# To do
Reproduce all records exactly.

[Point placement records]
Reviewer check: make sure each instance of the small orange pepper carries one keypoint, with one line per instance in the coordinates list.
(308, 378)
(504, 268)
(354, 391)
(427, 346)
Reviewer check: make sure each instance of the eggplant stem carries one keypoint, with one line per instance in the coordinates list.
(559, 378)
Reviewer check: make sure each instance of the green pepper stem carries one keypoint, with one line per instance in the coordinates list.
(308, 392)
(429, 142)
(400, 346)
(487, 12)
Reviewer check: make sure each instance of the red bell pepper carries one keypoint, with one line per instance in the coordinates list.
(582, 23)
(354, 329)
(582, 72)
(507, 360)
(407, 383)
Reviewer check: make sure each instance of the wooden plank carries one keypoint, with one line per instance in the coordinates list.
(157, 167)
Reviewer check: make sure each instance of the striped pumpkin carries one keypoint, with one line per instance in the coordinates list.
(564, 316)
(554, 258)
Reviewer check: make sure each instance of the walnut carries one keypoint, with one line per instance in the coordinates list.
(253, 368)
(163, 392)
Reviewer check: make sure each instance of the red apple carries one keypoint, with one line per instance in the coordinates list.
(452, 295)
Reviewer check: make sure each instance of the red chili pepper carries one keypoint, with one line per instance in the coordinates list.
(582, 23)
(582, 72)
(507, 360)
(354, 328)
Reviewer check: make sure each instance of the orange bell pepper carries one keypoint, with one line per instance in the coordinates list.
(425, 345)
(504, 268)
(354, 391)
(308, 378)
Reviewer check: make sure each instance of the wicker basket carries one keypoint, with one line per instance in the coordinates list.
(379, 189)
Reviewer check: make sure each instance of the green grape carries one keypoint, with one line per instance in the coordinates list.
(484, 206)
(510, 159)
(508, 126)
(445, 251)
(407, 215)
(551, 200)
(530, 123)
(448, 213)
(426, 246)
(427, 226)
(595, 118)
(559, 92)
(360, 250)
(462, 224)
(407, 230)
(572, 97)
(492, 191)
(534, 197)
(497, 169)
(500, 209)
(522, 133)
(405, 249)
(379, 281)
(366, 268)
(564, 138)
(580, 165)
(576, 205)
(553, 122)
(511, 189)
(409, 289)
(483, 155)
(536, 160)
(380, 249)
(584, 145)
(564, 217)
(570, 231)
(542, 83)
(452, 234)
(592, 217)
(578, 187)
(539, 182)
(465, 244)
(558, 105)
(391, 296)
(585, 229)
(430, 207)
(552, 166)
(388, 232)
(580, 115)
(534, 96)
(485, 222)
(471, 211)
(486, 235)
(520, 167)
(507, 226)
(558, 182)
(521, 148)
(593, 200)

# Result
Reviewer check: make sure each instance of the small orange pepper carries one keypoint, with one line per instance in the coordinates list.
(308, 378)
(504, 268)
(354, 391)
(427, 346)
Reviewer check: make sure each instance of the eggplant stem carries one keypoint, with one line per instance in the coordinates list.
(559, 378)
Reviewer check: make sure each instance of the green pepper stem carries one keypoint, with one line per instance in the coordinates list.
(308, 392)
(429, 142)
(400, 346)
(487, 12)
Reviewer check: make sure each instance of the red bell pepper carries one keypoint, with one line per instance in the coordinates list.
(582, 23)
(354, 329)
(582, 72)
(507, 360)
(407, 383)
Reviewer check: make sure each instance of the wooden plank carries one keypoint, with one line per instance in the coordinates list.
(157, 167)
Reviewer check: make sure each instance of the striped pumpkin carries one keypoint, with one line per instance in the coordinates list.
(564, 316)
(554, 258)
Reviewer check: make sure each instance of the walnut carries one keypoint, with one line per instance in the coordinates list.
(253, 368)
(163, 392)
Reviewer check: make sure each instance of the red apple carries one keypoint, with one line per instance in the coordinates list.
(452, 295)
Reviewer check: make sure each instance of the red chili pepper carries one keypoint, with one line per instance in the coordinates list.
(582, 23)
(582, 72)
(507, 360)
(354, 328)
Reviewer check: make sure each instance of the orange bell pepper carries one keypoint, with one line per instance in the coordinates list.
(425, 345)
(504, 268)
(354, 391)
(308, 378)
Reviewer check: make sure each instance of the wicker basket carries one keypoint, with one line per instance in the coordinates list.
(379, 189)
Reviewer check: make sure each instance of the green grape carries one keypoint, with one line per instance in the coordinates list.
(484, 206)
(510, 159)
(508, 126)
(445, 251)
(407, 215)
(551, 200)
(530, 123)
(448, 213)
(426, 246)
(427, 226)
(595, 118)
(559, 92)
(360, 250)
(462, 224)
(407, 230)
(572, 97)
(492, 191)
(534, 197)
(497, 169)
(500, 209)
(522, 133)
(405, 249)
(379, 281)
(366, 268)
(564, 138)
(580, 165)
(576, 205)
(553, 122)
(511, 189)
(409, 289)
(483, 155)
(536, 160)
(380, 249)
(584, 145)
(564, 217)
(570, 231)
(542, 83)
(452, 234)
(592, 217)
(578, 187)
(539, 182)
(465, 244)
(558, 105)
(391, 296)
(585, 229)
(430, 207)
(552, 166)
(388, 232)
(580, 115)
(534, 96)
(485, 222)
(471, 211)
(486, 235)
(520, 167)
(507, 226)
(558, 182)
(521, 148)
(593, 200)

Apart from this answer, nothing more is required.